**Aim of the exercise**
Each line from the one that contains "The resolver MUST return, for each instance of the 3807" to the end of the material must be set down exactly, and no line before it.
--- Start Provided records ---
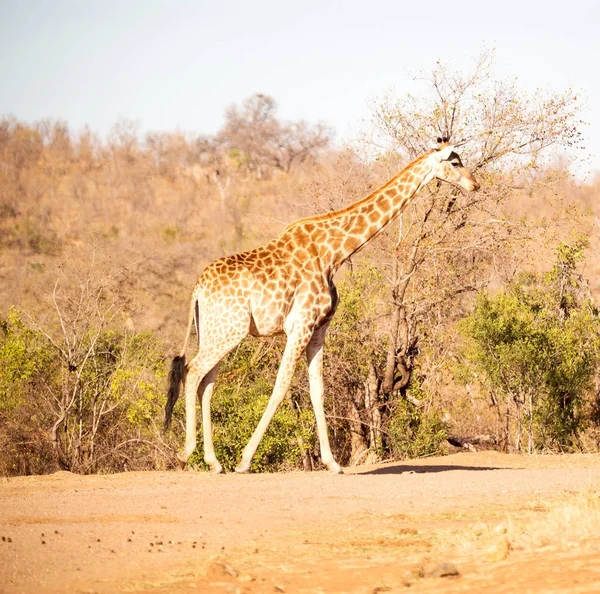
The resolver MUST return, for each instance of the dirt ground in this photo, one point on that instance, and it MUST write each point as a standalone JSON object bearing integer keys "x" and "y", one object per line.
{"x": 480, "y": 522}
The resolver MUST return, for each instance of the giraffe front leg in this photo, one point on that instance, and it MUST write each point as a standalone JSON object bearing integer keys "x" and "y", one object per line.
{"x": 293, "y": 350}
{"x": 314, "y": 356}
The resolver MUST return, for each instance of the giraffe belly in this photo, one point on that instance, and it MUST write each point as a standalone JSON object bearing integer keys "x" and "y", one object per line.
{"x": 265, "y": 322}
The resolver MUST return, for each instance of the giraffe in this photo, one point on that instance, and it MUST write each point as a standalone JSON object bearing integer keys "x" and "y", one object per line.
{"x": 286, "y": 286}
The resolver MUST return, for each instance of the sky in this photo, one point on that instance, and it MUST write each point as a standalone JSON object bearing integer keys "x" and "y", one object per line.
{"x": 177, "y": 65}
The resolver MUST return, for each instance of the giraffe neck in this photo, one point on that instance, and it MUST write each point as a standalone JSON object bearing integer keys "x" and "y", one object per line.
{"x": 350, "y": 229}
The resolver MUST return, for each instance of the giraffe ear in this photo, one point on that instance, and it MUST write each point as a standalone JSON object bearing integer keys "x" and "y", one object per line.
{"x": 443, "y": 154}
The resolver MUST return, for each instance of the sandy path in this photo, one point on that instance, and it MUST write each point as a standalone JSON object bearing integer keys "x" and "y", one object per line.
{"x": 157, "y": 531}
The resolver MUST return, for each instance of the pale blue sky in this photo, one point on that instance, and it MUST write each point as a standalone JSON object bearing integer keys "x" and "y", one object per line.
{"x": 178, "y": 65}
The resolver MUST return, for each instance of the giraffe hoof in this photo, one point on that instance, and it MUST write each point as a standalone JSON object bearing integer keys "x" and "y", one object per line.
{"x": 335, "y": 469}
{"x": 181, "y": 462}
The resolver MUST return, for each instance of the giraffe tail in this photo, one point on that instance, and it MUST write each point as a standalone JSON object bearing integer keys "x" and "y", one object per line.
{"x": 178, "y": 369}
{"x": 176, "y": 379}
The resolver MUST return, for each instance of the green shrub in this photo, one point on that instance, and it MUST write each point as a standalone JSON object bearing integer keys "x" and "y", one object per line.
{"x": 243, "y": 389}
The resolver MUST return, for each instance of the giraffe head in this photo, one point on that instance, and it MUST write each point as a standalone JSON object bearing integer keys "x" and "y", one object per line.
{"x": 447, "y": 166}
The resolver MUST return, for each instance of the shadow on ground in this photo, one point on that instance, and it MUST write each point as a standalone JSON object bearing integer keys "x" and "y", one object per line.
{"x": 425, "y": 469}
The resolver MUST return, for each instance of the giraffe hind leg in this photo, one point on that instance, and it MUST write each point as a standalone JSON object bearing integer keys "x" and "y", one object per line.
{"x": 293, "y": 350}
{"x": 314, "y": 356}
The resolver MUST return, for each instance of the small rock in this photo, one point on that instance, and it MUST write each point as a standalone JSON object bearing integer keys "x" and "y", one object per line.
{"x": 443, "y": 569}
{"x": 499, "y": 550}
{"x": 220, "y": 569}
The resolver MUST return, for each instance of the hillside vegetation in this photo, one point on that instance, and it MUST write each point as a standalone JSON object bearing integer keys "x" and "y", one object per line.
{"x": 472, "y": 319}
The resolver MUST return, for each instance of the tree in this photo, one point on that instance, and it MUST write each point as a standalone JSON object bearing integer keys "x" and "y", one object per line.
{"x": 261, "y": 142}
{"x": 450, "y": 244}
{"x": 537, "y": 346}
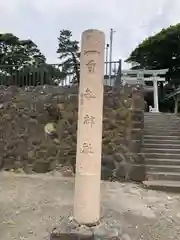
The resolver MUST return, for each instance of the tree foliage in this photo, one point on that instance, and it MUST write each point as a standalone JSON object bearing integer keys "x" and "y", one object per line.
{"x": 22, "y": 63}
{"x": 68, "y": 53}
{"x": 161, "y": 51}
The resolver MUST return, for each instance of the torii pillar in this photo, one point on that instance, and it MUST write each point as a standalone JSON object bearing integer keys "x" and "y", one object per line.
{"x": 89, "y": 133}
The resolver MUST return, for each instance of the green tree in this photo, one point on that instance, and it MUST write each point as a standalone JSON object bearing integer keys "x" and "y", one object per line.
{"x": 161, "y": 51}
{"x": 22, "y": 63}
{"x": 68, "y": 53}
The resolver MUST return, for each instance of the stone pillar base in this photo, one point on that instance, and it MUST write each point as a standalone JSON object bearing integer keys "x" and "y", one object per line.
{"x": 72, "y": 231}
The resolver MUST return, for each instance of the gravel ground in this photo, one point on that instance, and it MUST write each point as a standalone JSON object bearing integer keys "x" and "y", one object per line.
{"x": 32, "y": 205}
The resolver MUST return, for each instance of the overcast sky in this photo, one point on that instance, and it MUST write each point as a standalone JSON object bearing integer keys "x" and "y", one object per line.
{"x": 133, "y": 20}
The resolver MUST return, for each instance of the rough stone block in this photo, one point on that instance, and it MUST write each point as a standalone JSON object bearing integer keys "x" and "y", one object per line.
{"x": 72, "y": 231}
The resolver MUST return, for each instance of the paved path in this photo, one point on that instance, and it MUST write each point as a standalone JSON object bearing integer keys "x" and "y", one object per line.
{"x": 31, "y": 206}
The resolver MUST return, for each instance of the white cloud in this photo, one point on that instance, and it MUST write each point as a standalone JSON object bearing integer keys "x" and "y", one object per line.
{"x": 133, "y": 20}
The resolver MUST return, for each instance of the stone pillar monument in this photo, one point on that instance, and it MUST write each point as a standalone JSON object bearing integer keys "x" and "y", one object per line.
{"x": 89, "y": 134}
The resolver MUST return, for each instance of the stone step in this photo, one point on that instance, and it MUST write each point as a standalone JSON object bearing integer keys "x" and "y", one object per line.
{"x": 162, "y": 156}
{"x": 156, "y": 141}
{"x": 155, "y": 115}
{"x": 161, "y": 145}
{"x": 161, "y": 137}
{"x": 169, "y": 176}
{"x": 161, "y": 150}
{"x": 162, "y": 161}
{"x": 161, "y": 120}
{"x": 159, "y": 113}
{"x": 161, "y": 127}
{"x": 170, "y": 186}
{"x": 156, "y": 132}
{"x": 162, "y": 168}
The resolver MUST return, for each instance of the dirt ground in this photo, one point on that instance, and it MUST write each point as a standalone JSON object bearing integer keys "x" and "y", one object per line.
{"x": 32, "y": 205}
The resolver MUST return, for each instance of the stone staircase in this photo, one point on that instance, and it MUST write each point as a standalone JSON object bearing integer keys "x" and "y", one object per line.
{"x": 161, "y": 149}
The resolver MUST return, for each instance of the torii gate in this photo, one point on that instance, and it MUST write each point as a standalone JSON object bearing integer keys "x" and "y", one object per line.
{"x": 140, "y": 79}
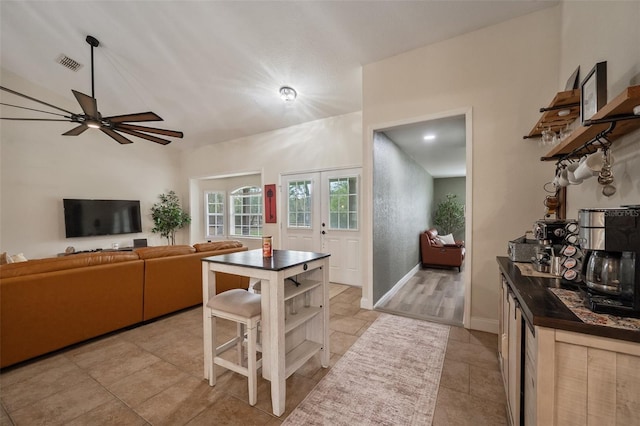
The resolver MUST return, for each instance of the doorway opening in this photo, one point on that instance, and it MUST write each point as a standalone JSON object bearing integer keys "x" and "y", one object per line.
{"x": 321, "y": 213}
{"x": 416, "y": 164}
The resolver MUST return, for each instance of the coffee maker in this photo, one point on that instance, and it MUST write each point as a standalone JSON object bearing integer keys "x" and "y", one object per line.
{"x": 610, "y": 239}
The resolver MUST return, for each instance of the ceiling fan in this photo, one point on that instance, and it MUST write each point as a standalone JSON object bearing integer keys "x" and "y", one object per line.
{"x": 112, "y": 126}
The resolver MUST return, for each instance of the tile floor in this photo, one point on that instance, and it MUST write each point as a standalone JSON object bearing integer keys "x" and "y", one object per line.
{"x": 152, "y": 374}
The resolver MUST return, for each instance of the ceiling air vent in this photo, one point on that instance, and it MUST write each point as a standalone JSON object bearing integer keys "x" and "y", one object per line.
{"x": 67, "y": 62}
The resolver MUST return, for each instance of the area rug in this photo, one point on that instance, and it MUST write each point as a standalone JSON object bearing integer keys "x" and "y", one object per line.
{"x": 390, "y": 376}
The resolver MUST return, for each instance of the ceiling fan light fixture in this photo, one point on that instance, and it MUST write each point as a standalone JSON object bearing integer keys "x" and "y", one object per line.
{"x": 288, "y": 94}
{"x": 94, "y": 124}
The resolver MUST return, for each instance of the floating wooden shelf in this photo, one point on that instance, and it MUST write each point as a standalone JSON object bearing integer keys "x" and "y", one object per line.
{"x": 563, "y": 101}
{"x": 619, "y": 108}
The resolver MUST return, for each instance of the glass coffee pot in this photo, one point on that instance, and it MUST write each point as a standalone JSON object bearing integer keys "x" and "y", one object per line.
{"x": 603, "y": 272}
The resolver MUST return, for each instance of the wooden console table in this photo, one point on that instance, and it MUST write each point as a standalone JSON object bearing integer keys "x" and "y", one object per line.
{"x": 297, "y": 309}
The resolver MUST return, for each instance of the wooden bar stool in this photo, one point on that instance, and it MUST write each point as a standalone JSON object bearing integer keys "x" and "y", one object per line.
{"x": 243, "y": 308}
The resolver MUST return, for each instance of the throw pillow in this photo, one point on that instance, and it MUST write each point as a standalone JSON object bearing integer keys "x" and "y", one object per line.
{"x": 447, "y": 239}
{"x": 17, "y": 258}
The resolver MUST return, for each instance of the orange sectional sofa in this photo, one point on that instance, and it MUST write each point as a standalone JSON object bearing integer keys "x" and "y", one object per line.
{"x": 48, "y": 304}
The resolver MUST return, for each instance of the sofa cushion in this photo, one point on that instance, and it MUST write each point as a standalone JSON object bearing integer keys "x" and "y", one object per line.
{"x": 217, "y": 245}
{"x": 80, "y": 260}
{"x": 163, "y": 251}
{"x": 447, "y": 239}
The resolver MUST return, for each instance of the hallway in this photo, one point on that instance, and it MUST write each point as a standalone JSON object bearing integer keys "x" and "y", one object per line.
{"x": 431, "y": 294}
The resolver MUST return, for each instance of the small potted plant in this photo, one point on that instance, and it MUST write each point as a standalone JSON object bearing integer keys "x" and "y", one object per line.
{"x": 168, "y": 216}
{"x": 449, "y": 215}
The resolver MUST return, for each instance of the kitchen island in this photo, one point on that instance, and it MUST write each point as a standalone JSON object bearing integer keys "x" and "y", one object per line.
{"x": 291, "y": 334}
{"x": 557, "y": 369}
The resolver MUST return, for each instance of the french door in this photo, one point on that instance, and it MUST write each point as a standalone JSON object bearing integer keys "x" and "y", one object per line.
{"x": 322, "y": 214}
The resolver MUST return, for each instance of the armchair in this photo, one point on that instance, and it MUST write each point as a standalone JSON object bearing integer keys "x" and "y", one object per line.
{"x": 434, "y": 253}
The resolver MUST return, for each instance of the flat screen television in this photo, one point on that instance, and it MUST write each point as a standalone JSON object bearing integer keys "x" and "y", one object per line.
{"x": 88, "y": 218}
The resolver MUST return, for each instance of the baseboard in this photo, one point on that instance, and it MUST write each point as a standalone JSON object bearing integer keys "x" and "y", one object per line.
{"x": 388, "y": 295}
{"x": 485, "y": 324}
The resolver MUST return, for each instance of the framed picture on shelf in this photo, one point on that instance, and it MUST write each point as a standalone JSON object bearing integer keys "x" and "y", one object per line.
{"x": 574, "y": 80}
{"x": 593, "y": 91}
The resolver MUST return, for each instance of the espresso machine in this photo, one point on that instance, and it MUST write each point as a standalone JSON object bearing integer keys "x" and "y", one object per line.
{"x": 610, "y": 239}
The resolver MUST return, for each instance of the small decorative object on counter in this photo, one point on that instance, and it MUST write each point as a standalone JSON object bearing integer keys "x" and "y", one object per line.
{"x": 267, "y": 248}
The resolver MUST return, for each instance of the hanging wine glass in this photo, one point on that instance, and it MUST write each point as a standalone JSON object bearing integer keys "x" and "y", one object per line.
{"x": 548, "y": 136}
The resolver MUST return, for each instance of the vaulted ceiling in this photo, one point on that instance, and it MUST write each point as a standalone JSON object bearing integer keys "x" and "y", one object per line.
{"x": 212, "y": 69}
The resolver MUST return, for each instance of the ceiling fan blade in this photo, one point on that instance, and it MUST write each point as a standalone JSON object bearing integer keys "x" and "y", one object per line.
{"x": 34, "y": 119}
{"x": 172, "y": 133}
{"x": 34, "y": 99}
{"x": 36, "y": 110}
{"x": 143, "y": 136}
{"x": 117, "y": 136}
{"x": 76, "y": 130}
{"x": 87, "y": 103}
{"x": 141, "y": 116}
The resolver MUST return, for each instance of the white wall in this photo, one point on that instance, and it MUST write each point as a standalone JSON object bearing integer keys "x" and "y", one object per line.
{"x": 39, "y": 167}
{"x": 323, "y": 144}
{"x": 612, "y": 34}
{"x": 504, "y": 73}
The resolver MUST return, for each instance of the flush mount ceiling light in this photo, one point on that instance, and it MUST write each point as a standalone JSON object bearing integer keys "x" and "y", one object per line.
{"x": 288, "y": 93}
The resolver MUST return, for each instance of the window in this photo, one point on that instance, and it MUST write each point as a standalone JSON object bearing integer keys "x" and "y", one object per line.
{"x": 343, "y": 203}
{"x": 246, "y": 212}
{"x": 214, "y": 214}
{"x": 299, "y": 204}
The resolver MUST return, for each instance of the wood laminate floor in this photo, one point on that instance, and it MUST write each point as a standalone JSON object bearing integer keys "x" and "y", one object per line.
{"x": 431, "y": 294}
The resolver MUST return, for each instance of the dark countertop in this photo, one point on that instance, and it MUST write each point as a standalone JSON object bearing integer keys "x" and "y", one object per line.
{"x": 281, "y": 259}
{"x": 541, "y": 307}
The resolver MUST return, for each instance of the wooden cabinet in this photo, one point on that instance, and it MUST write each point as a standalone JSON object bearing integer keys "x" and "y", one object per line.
{"x": 510, "y": 352}
{"x": 568, "y": 378}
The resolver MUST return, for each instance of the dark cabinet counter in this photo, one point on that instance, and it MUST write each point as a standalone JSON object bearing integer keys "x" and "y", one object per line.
{"x": 542, "y": 308}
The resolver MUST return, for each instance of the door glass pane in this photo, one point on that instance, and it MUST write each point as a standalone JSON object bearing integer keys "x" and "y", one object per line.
{"x": 343, "y": 203}
{"x": 299, "y": 204}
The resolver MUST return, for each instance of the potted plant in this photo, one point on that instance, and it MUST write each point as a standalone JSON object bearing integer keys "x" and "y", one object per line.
{"x": 168, "y": 216}
{"x": 449, "y": 215}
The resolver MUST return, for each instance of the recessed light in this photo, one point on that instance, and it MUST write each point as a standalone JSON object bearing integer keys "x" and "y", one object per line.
{"x": 288, "y": 93}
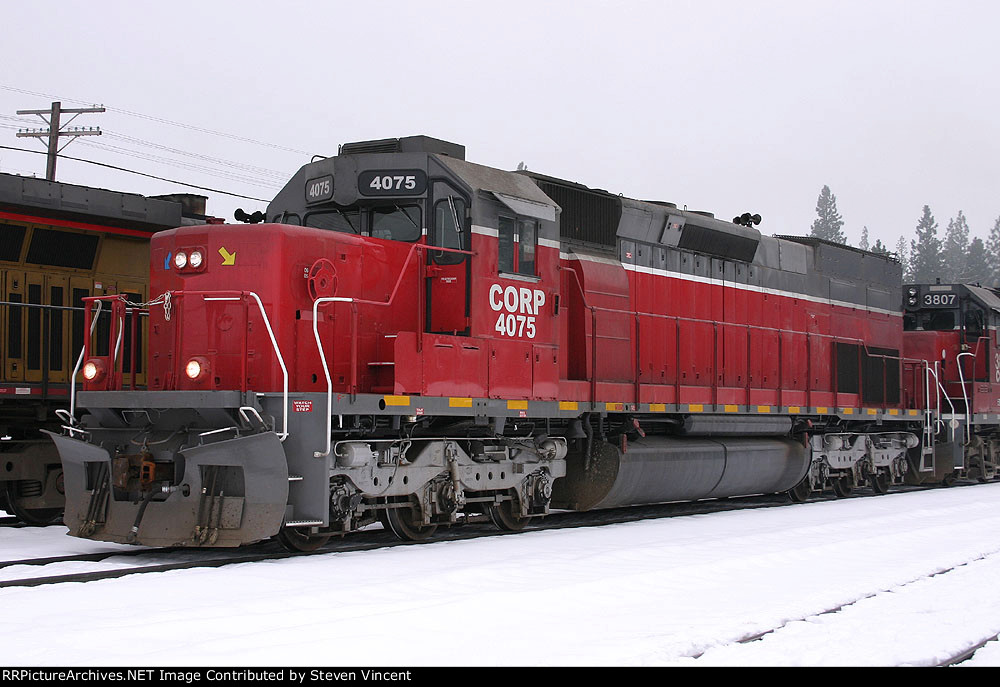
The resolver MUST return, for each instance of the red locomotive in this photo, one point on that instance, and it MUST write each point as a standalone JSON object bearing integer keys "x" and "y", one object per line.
{"x": 414, "y": 338}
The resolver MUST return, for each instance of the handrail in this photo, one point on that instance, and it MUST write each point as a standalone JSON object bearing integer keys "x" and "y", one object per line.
{"x": 354, "y": 312}
{"x": 941, "y": 392}
{"x": 965, "y": 396}
{"x": 208, "y": 295}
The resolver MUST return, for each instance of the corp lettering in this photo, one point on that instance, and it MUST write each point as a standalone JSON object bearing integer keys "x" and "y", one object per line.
{"x": 518, "y": 307}
{"x": 516, "y": 300}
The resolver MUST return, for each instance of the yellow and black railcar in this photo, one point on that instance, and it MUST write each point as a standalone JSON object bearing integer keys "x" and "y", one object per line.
{"x": 60, "y": 243}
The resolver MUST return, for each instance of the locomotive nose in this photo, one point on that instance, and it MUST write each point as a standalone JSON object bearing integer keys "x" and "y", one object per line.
{"x": 226, "y": 493}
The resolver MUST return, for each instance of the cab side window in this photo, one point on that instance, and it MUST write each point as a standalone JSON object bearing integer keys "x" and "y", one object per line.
{"x": 448, "y": 230}
{"x": 516, "y": 246}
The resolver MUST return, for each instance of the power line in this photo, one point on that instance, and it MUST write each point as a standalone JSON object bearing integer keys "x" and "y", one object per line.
{"x": 161, "y": 120}
{"x": 143, "y": 174}
{"x": 58, "y": 130}
{"x": 184, "y": 165}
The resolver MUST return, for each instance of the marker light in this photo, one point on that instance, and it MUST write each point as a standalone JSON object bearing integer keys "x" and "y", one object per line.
{"x": 195, "y": 368}
{"x": 93, "y": 370}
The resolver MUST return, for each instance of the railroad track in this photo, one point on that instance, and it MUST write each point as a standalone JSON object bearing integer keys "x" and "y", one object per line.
{"x": 954, "y": 659}
{"x": 475, "y": 528}
{"x": 363, "y": 541}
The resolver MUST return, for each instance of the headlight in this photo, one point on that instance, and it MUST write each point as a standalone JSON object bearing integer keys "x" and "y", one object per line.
{"x": 93, "y": 370}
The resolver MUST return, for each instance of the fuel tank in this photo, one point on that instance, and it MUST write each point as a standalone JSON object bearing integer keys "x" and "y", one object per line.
{"x": 658, "y": 469}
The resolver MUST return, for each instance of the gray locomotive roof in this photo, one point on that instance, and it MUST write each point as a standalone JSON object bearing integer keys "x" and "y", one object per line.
{"x": 50, "y": 198}
{"x": 483, "y": 178}
{"x": 987, "y": 296}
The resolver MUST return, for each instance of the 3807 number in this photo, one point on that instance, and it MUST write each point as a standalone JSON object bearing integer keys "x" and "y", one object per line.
{"x": 939, "y": 299}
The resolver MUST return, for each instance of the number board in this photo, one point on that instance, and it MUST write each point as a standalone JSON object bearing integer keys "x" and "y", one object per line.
{"x": 319, "y": 189}
{"x": 940, "y": 300}
{"x": 392, "y": 182}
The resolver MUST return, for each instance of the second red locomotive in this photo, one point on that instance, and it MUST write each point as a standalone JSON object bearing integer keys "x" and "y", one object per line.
{"x": 412, "y": 337}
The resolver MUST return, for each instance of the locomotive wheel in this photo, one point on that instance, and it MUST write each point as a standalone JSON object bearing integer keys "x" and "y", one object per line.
{"x": 295, "y": 540}
{"x": 402, "y": 523}
{"x": 842, "y": 487}
{"x": 507, "y": 516}
{"x": 801, "y": 491}
{"x": 30, "y": 516}
{"x": 880, "y": 482}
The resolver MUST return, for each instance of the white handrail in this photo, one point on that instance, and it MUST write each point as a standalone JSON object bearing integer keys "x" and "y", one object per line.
{"x": 326, "y": 370}
{"x": 79, "y": 362}
{"x": 965, "y": 396}
{"x": 281, "y": 361}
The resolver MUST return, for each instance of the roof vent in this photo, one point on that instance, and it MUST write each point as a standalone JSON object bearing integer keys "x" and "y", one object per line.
{"x": 408, "y": 144}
--- End Provided records ---
**Task result**
The resolver MUST return, for each instance of the 3807 number in this photo, one point on that instance, and it MUST write each point as a standalone JSON object bearing integer keys "x" and "y", one object per line.
{"x": 939, "y": 299}
The resolver MUST return, for each instance of the number board in this photo, one point on that instance, and it MUST write each point as a standalone JSON object bearing integer keys "x" and "y", one object per line.
{"x": 319, "y": 189}
{"x": 940, "y": 300}
{"x": 392, "y": 182}
The resolver MUST return, for each instance of the second red locomotive in this photo, one point on that instance, and it MUST write each point as a standalone JSON object bearing integer keys "x" and "y", one object per line.
{"x": 412, "y": 337}
The resolver MUST return, for each instance of the locomotive wheel in this photo, one point on that instance, and it MUST write each point as a standalone JSON object bearing integer keys "x" and "y", one object per line.
{"x": 295, "y": 540}
{"x": 402, "y": 523}
{"x": 842, "y": 487}
{"x": 507, "y": 516}
{"x": 801, "y": 491}
{"x": 30, "y": 516}
{"x": 880, "y": 482}
The resolver MUST return, for each instance of the white handrail in this photo, one point on that instance, and it MUST write each point as a standalone JSON object bearing integer keys "x" and "y", one object per line.
{"x": 326, "y": 370}
{"x": 79, "y": 362}
{"x": 965, "y": 396}
{"x": 281, "y": 361}
The resolver MUST return, for each instance of the roof vent in this photo, one point on that instance, and it MUST write each point as a standalone JSON object bearing integer keys "x" and "y", one object per line.
{"x": 408, "y": 144}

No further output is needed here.